◆ What to do ◆
Please rewrite the rows below, changing every "gets one dot" to "gets a single dot" and leaving everything else unchanged.

## start Records supplied

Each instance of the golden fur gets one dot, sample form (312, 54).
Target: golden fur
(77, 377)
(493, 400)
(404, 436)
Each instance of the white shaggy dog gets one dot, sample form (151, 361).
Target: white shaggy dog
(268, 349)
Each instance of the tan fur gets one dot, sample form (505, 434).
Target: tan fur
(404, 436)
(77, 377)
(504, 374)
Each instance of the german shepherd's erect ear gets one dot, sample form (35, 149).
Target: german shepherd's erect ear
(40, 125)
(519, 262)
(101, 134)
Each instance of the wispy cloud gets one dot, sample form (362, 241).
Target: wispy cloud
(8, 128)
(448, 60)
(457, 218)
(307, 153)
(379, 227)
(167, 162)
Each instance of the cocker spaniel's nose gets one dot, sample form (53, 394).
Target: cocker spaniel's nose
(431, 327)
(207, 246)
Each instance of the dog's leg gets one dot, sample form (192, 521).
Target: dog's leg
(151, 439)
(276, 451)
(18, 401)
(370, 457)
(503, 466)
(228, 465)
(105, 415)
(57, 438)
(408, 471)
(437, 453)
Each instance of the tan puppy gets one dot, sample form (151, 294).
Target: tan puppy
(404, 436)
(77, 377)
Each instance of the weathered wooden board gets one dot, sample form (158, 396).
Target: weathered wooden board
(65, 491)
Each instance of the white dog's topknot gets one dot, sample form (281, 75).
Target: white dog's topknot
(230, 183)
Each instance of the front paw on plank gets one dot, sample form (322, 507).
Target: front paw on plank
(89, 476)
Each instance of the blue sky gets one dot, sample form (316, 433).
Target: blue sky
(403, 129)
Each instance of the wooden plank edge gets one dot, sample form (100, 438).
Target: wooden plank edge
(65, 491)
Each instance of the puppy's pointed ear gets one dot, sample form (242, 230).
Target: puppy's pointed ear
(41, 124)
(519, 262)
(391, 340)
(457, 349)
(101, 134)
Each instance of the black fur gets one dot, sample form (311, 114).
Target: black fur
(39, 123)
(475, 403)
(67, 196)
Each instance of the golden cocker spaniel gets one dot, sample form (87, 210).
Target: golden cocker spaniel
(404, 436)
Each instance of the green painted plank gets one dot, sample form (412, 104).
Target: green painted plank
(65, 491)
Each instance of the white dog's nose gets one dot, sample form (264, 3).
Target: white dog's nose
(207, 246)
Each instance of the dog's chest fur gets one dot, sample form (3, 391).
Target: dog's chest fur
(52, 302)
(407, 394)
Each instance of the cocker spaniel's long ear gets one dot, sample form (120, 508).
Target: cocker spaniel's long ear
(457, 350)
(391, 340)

## end Records supplied

◆ Finished exercise ◆
Each instance of the golden fur gets a single dot, sample form (312, 54).
Target: golden fur
(77, 377)
(493, 400)
(404, 436)
Each instance of the white shaggy dog gets a single dot, sample form (151, 361).
Target: white shaggy dog
(268, 349)
Each instance of the tan fur gets a single dot, sample form (505, 434).
Target: tan fur
(404, 436)
(77, 377)
(504, 374)
Each instance of the german shepherd's erect ear gets a single dot, sample form (35, 149).
Target: german shepherd's erect ear
(40, 125)
(519, 262)
(101, 134)
Each instance of the wispy cloud gets a single dot, sample form (362, 241).
Target: wispy cloud
(8, 128)
(448, 60)
(457, 218)
(307, 153)
(379, 227)
(167, 162)
Each instance of the cocker spaniel's nose gets a single dot, sample form (53, 394).
Target: cocker spaniel's nose
(431, 327)
(207, 246)
Each instance of the dog's leg gets a single dot, sample form (192, 521).
Target: dog's leg
(151, 439)
(276, 451)
(18, 401)
(370, 457)
(503, 466)
(228, 465)
(105, 415)
(57, 438)
(408, 471)
(437, 453)
Each instance of the tan puppy gets a single dot, sample form (151, 294).
Target: tan puppy
(404, 436)
(77, 377)
Each instance of the weathered wooden board gets a single dot, sample form (158, 396).
Target: weathered wooden board
(65, 491)
Each instance of the white dog's topknot gets a single dot, sample form (281, 75).
Target: white dog's topknot
(230, 183)
Each instance of the front paw on plank gets a single dot, sample form (322, 507).
Target: front paw on plank
(89, 476)
Each instance of the blue sky gets a single dot, sample form (316, 433).
Target: blue sky
(403, 129)
Each instance of the wooden plank edge gets a single dot, sample form (100, 438).
Target: wooden plank edge
(65, 491)
Each instance of the puppy's pointed ear gets a single dot, sample form (242, 230).
Target: puppy's pointed ear
(41, 124)
(519, 262)
(391, 340)
(457, 349)
(101, 134)
Each instance of the black fur gets a single dot, sample form (311, 114).
Target: black fur
(39, 123)
(475, 403)
(67, 196)
Each instance of the golden cocker spaniel gets a single dot, sample form (87, 210).
Target: golden cocker spaniel
(404, 436)
Each instance of the green painted plank gets a single dot, sample form (412, 104).
Target: green painted plank
(65, 491)
Each instance of the white dog's nose gets a single dot, sample form (264, 3).
Target: white dog's nose
(207, 246)
Each instance of the dog's chest fur gets a single dot, sample form (3, 391).
Target: dog's chest fur
(52, 302)
(407, 394)
Each instance of the cocker spaniel's long ear gets a single dot, sample form (120, 508).
Target: cocker spaniel's long ear
(457, 350)
(391, 340)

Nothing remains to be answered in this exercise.